Happy Paws are Healthy Paws

Looks like our great SA weather is here, so it’s time to take our dogs outside and enjoy every moment.
A leash and enough water on a hot day or long hike is probably all you will need, right? Oh yes, don’t forget you may also need something to scoop up the poop.

However, you may be forgetting something really important. We wear shoes to protect our feet and sunblock to protect our skin, but what about our dog’s feet and skin?

Our 4-footed friends need special attention in summer too. When the heat is on, make sure your dog’s paws stay COOL and clean and that you prevent injury to their soft foot pads.

Their pads are firm and generally thick, designed by nature to endure most tough surfaces. But as durable as they may be, our dog’s paws are still susceptible to soreness, bruises, burns, blisters and unfortunate scrapes. Sore foot pads are unfortunately a common after-effect of a long day of hiking, walking on a hot pavement or road in summer.

++++++++++++++++++++

Exercise: In the text about dogs' paws in summer, which injuries are dogs' paws still susceptible to despite their firm, thick pads?

Data for analysis:

++++++++++++++++++++

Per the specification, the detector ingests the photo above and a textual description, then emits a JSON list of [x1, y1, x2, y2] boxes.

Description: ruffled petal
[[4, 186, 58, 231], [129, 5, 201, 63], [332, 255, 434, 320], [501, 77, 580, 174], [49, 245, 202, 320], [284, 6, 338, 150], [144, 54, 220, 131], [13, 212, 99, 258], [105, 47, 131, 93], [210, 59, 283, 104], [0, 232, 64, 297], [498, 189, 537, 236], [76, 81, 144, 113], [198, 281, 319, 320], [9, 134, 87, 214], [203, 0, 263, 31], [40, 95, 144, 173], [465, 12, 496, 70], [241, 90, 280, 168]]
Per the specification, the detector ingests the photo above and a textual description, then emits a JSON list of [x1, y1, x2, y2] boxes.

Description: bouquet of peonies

++++++++++++++++++++

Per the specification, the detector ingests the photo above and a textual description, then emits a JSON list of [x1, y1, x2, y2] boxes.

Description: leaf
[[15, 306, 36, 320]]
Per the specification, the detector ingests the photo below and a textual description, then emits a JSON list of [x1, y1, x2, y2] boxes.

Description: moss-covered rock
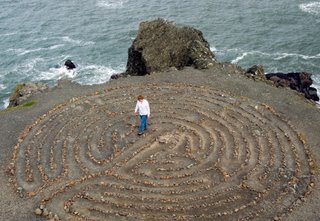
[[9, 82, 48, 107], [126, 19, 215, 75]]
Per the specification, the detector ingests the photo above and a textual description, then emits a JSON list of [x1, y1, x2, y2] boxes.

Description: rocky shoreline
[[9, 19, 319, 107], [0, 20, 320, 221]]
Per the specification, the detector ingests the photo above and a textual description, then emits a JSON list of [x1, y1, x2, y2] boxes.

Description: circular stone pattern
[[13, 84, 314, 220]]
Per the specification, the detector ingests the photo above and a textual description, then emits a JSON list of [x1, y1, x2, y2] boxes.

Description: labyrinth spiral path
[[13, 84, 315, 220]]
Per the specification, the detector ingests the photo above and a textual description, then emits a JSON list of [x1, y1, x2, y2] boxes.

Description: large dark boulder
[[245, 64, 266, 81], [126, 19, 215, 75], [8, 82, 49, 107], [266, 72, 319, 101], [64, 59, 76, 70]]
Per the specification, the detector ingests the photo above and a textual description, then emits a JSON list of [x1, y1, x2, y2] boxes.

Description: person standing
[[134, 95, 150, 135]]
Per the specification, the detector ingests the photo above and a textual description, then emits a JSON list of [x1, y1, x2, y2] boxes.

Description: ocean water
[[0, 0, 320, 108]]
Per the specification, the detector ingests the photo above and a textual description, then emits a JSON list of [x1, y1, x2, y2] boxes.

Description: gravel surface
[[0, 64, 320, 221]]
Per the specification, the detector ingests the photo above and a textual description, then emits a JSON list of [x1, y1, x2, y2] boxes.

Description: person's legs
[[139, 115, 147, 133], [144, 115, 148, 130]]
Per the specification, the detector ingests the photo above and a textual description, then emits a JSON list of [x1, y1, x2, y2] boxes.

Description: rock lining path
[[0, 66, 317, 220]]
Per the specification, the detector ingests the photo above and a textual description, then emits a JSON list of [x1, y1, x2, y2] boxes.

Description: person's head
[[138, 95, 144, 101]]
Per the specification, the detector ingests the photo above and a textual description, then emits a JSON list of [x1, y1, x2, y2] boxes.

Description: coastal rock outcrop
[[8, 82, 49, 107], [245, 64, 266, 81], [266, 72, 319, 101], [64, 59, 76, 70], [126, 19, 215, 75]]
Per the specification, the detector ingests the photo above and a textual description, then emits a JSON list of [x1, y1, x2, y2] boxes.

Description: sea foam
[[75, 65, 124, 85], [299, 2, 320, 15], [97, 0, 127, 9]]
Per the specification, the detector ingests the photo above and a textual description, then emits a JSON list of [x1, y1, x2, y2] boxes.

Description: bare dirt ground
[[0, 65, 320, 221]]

++++++++++++++++++++

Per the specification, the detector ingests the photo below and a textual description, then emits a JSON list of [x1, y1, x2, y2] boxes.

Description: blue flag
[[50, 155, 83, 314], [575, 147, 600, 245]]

++++++++++++++++++++

Answer to this task: Soreness, bruises, burns, blisters and scrapes.